• Zitierter Abschnitt:
►
„Keiner kann ihn ersetzen“: Segen und Fluch charismatischer Unternehmenschefs am Beispiel Steve Jobs

Zu jedem Star gehört eine Aufstiegsgeschichte. Die vom Tellerwäscher zum Millionär, bisweilen zum Milliardär. Steve Jobs hat seine Geschichte 2005 erzählt. In einer Rede vor dem Abschlussjahrgang der Stanford-Universität in Kalifornien. Nie zuvor und nie danach hat der Apple-Gründer so viele Details seines Lebens öffentlich preisgegeben.

Zum Beispiel, dass er ein Adoptivkind war und als Jugendlicher ein viel zu teures College besuchte. Und dass er das Studium bald abbrach, vorher aber noch einen Kalligraphie-Kurs besuchte, von dem er nicht wusste, was der eigentlich bringen soll, der ihm aber schlicht Spaß machte. Dass er lange kaum Geld hatte, dass er deshalb 5-Cent-Pfandflaschen sammelte, um Essen kaufen zu können. Oder wie er später aus dem Unternehmen Apple rausflog, das er 20 Jahre zuvor in der Garage seiner Eltern gegründet hatte.

Jobs erzählt auch, wie er daraufhin mit „Next“ eine neue Computerfirma etablierte und bei „Pixar“ einstieg, das später zum erfolgreichsten Studio für computeranimierte Kinofilme der Welt wurde. Auch über die Erfahrungen der gerade überstandenen Krebserkrankung plaudert Jobs bei strahlendem Sonnenschein vor den Absolventen.

Interessanter als die Details seines Lebens aber ist die Art, wie der erfolgreichste Unternehmer der Welt mit seinen Erfahrungen umgeht. Zwei Dinge scheinen Jobs wichtig zu sein. Zum einen nimmt er hin, was nicht (oder nicht mehr) zu ändern ist, und interpretiert es positiv. „Ich bin mir recht sicher“, sagt Jobs vor den jungen Menschen und meint die Erfolge mit den Unternehmen „Next“ und „Pixar“ sowie das Kennenlernen seiner Frau Laurene, „dass das alles nicht geschehen wäre, wäre ich bei Apple nicht gefeuert worden.“ Zweitens: sich nicht anzupassen. „Bleibt hungrig, bleibt tollkühn“, ruft Jobs den Studenten zu und rät den eigenen Wünschen und Sehnsüchten zu folgen, auch wenn dies zunächst keinen Nutzen zu ergeben scheint.

Der Nutzen stelle sich häufig später ein. So war es zumindest bei Steve Jobs. Etwa mit seiner Kalligraphie-Ausbildung gewesen. „Ich konnte nicht hoffen, dass irgendetwas davon in meinem Leben einmal wichtig werden würde“, so Jobs, „aber zehn Jahre später, als wir den ersten Macintosh-Computer entworfen haben, war es so weit: Wir arbeiteten alles in den Mac ein, es war der erste Computer, der wunderschöne Schriftzeichen setzen konnte.“

Vielleicht würde Steve Jobs keiner kennen, wenn es nicht ihn gegeben hätte: Konrad Zuse. Der Ingenieur, Erfinder, Manager und Maler muss mindestens so genial gewesen sein wie der Apple-Gründer. Der langfristige wirtschaftliche Erfolg aber blieb ihm verwehrt.
◄
• Kurze Aufgabe A: Fasse den zitierten Abschnitt bitte in zwei Sätzen zusammen.
Der zitierte Abschnitt und die Einträge sind voneinander unabhängiges Material.

• Daten dieser Übung:
►
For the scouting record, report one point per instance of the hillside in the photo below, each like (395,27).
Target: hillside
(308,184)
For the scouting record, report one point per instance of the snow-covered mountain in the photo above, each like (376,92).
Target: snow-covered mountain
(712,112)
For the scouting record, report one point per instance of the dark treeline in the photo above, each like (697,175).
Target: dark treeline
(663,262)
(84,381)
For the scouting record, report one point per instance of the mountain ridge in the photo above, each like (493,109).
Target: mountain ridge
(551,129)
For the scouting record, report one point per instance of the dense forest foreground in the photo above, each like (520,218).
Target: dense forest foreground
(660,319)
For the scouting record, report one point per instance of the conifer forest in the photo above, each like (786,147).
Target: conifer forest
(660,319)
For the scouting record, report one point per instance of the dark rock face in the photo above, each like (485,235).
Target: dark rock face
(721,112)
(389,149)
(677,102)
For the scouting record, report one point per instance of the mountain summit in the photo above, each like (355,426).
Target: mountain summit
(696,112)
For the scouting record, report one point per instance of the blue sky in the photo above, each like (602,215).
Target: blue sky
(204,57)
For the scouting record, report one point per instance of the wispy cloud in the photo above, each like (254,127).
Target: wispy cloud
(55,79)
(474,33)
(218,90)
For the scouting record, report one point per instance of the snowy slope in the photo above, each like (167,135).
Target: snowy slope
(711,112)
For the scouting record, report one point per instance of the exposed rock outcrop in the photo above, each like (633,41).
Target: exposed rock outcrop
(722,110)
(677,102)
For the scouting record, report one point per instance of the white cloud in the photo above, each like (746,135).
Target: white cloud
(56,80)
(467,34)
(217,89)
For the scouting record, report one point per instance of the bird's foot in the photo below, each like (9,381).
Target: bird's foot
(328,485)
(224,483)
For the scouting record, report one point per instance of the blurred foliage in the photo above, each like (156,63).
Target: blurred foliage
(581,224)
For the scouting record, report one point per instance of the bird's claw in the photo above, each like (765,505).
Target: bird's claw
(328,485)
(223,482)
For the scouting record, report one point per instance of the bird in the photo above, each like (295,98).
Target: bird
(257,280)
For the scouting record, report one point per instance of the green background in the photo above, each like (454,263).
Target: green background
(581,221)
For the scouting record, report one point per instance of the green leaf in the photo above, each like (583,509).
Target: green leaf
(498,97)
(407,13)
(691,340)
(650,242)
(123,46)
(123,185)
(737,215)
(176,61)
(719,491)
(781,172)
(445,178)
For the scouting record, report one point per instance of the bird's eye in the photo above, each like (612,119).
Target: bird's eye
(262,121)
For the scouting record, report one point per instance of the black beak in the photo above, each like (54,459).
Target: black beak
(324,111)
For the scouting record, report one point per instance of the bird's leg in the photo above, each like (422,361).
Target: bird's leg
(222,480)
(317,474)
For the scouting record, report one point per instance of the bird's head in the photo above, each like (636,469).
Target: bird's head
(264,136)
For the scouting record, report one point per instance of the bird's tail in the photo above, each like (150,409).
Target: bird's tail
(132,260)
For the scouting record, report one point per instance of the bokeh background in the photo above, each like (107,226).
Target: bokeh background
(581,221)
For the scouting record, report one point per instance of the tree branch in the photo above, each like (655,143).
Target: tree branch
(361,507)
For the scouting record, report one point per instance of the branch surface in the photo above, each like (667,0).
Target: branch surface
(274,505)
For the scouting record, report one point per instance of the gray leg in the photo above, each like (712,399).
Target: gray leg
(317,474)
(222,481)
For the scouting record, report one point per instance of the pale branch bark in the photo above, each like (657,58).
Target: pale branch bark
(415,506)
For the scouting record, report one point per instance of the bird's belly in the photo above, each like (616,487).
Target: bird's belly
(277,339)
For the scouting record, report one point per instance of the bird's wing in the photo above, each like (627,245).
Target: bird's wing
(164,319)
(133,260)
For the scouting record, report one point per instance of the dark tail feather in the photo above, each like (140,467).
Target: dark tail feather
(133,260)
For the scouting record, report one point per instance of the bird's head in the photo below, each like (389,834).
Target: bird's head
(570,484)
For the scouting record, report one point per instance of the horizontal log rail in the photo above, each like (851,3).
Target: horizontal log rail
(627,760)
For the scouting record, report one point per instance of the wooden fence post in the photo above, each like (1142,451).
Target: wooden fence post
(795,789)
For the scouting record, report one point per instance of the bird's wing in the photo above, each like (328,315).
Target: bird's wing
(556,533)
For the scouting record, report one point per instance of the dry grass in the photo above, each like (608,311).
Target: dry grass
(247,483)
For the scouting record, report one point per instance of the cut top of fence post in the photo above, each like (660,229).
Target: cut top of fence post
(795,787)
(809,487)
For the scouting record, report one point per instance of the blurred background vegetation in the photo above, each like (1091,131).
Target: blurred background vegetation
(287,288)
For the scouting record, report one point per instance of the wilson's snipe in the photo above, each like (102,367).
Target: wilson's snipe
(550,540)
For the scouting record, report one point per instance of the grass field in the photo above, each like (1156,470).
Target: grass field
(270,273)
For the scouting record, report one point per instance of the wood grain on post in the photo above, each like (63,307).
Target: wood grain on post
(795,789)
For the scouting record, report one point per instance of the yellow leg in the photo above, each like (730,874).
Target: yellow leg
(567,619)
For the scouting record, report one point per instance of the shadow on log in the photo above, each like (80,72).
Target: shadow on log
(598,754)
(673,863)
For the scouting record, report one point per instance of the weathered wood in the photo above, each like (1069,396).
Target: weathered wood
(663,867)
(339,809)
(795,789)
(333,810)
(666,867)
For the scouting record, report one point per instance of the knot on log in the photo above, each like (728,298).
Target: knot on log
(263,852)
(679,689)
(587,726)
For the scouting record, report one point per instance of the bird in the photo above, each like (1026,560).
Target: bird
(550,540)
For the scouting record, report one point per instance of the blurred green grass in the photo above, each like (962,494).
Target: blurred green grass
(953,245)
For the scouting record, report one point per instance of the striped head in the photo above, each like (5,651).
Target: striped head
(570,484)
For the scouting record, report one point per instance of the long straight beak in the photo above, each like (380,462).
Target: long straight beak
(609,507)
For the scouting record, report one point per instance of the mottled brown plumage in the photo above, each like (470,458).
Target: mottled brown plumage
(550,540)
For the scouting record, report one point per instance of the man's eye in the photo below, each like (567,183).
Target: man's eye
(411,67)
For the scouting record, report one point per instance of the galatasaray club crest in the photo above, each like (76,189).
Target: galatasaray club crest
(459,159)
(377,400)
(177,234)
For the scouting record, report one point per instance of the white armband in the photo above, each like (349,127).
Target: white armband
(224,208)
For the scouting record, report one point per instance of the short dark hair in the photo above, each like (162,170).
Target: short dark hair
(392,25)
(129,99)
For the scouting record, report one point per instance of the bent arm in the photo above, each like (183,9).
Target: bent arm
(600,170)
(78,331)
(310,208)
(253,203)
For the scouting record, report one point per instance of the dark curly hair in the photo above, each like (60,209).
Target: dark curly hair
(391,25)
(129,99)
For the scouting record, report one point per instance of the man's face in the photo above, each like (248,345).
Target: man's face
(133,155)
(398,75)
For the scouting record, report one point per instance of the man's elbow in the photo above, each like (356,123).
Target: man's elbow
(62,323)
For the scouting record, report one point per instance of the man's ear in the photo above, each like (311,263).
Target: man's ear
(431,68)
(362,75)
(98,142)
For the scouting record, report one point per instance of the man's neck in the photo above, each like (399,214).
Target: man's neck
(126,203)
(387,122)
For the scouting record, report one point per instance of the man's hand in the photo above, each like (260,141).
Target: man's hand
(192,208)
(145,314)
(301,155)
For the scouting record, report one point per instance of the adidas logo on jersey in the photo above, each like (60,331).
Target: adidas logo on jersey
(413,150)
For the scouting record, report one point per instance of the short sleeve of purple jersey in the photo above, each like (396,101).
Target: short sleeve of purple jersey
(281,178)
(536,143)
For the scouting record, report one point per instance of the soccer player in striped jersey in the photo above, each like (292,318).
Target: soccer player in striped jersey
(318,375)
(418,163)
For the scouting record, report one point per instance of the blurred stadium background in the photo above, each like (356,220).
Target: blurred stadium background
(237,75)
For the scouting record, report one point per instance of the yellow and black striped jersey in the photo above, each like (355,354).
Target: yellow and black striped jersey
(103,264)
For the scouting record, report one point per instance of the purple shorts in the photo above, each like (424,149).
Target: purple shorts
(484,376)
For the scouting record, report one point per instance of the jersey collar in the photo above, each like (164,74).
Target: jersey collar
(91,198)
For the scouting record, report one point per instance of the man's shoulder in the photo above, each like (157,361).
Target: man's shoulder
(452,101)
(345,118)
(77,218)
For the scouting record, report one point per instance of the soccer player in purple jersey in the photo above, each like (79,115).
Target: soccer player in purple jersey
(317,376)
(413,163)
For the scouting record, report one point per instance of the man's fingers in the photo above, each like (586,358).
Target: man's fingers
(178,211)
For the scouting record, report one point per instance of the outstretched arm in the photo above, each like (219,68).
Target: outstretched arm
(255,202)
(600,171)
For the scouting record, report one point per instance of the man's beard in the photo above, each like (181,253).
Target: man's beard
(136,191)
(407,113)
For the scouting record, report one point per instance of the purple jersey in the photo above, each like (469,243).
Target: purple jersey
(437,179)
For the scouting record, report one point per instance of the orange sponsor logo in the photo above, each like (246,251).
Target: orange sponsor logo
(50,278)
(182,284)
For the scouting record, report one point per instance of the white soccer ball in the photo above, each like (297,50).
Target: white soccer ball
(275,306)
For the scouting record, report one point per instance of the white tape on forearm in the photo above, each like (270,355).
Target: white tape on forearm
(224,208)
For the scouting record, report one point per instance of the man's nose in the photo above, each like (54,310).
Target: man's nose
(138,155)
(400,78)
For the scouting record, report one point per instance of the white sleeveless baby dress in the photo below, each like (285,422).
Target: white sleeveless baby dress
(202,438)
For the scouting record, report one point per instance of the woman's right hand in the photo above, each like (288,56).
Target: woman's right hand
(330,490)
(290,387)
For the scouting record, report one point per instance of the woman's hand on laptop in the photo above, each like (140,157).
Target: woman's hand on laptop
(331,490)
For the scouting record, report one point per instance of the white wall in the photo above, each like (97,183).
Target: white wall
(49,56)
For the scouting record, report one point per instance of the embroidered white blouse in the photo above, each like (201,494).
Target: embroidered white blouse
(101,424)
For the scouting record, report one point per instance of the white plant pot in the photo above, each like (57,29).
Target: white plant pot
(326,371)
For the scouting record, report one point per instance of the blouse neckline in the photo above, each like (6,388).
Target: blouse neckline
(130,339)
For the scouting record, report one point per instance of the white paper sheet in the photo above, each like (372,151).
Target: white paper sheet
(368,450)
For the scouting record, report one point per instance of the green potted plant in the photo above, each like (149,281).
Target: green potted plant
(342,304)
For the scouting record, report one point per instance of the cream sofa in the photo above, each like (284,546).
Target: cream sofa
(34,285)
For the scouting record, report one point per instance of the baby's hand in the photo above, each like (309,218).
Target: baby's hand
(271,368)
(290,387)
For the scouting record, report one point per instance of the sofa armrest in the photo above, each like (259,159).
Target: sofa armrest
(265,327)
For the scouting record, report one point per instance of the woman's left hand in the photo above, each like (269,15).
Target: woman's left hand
◄
• Kurze Aufgabe B: Suche alle Zeilen der Einträge heraus, die die Zeichenfolge „summit“ enthalten, und gib sie wieder. Groß- und Kleinschreibung zählt.

• Ergebnis der Aufgabe A: Steve Jobs gab 2005 in einer Rede vor dem Abschlussjahrgang der Stanford-Universität so viele Details seines Lebens preis wie nie zuvor und nie danach, etwa sein abgebrochenes Studium, einen Kalligraphie-Kurs und seinen Rauswurf bei Apple. Dabei riet er, Unabänderliches positiv zu deuten und den eigenen Wünschen zu folgen, weil sich der Nutzen oft erst später zeige, so wie bei der Kalligraphie, die er in den ersten Macintosh einarbeiten ließ.

• Ergebnis der Aufgabe B:
For the scouting record, report one point per instance of the mountain summit in the photo above, each like (355,426).
Target: mountain summit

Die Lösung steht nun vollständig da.